***** Provided information

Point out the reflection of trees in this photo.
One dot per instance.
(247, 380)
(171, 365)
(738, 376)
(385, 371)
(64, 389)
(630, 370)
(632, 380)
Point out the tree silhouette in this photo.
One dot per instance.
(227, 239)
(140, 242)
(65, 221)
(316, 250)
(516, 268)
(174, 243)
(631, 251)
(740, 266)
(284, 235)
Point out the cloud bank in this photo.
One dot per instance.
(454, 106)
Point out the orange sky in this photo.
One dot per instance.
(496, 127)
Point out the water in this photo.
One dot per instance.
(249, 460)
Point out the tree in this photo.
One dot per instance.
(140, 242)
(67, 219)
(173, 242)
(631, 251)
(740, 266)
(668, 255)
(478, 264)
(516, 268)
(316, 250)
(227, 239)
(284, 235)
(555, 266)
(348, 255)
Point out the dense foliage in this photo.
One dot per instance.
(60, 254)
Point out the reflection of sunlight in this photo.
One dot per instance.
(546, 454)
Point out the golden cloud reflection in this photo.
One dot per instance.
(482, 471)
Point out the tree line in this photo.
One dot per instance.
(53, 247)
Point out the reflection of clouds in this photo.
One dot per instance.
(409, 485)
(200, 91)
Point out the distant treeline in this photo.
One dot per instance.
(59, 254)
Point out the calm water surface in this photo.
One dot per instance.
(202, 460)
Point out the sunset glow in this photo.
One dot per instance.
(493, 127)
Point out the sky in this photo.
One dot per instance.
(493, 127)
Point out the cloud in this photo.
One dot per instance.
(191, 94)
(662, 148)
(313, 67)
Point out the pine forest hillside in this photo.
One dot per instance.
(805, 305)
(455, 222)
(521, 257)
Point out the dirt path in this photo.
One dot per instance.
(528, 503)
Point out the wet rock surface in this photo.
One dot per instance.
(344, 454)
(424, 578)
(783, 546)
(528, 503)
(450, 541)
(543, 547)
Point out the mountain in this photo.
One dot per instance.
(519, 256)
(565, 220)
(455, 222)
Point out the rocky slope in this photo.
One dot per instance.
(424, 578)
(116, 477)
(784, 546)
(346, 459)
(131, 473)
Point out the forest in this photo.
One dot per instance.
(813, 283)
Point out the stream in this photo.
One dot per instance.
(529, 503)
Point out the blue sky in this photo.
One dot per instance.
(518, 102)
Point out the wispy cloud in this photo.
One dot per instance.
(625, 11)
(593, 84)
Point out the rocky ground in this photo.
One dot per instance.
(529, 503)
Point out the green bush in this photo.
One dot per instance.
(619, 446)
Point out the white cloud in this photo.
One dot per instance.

**********

◆ **What you are asked to do**
Please reproduce the listing, starting at the line containing "Point out the forest in this photo." and ending with the last line of the listing, with every line kept, requests included. Add -36 to each coordinate value in the answers.

◆ **Exercise response**
Point out the forest in this photo.
One dot per instance.
(777, 247)
Point out the stream in this photo.
One dot per instance.
(493, 467)
Point out the blue sky in this photo.
One dot per instance.
(482, 66)
Point out the wispy cloud in this photo.
One dot per instance.
(589, -25)
(557, 48)
Point out the rocky ground in this photo.
One dot per instance.
(493, 467)
Point out the green bush in this photo.
One dot per instance.
(583, 410)
Point out the white cloud in this photo.
One dot per instance.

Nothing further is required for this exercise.